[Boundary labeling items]
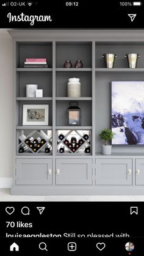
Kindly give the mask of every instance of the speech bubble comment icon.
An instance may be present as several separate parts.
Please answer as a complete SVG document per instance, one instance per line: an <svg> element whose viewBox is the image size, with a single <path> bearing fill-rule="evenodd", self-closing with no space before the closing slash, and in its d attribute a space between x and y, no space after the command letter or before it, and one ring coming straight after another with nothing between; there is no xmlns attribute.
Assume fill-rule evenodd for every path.
<svg viewBox="0 0 144 256"><path fill-rule="evenodd" d="M27 207L23 207L21 211L23 215L29 215L29 208Z"/></svg>

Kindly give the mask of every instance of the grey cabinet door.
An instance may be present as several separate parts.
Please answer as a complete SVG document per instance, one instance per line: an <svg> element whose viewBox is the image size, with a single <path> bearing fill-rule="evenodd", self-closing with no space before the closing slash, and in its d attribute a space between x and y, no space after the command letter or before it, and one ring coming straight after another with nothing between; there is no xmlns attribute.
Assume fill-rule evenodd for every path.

» STATED TASK
Please count the lines in the entries above that contain the word "Kindly" and reply with only that number.

» REPLY TO THE EXERCISE
2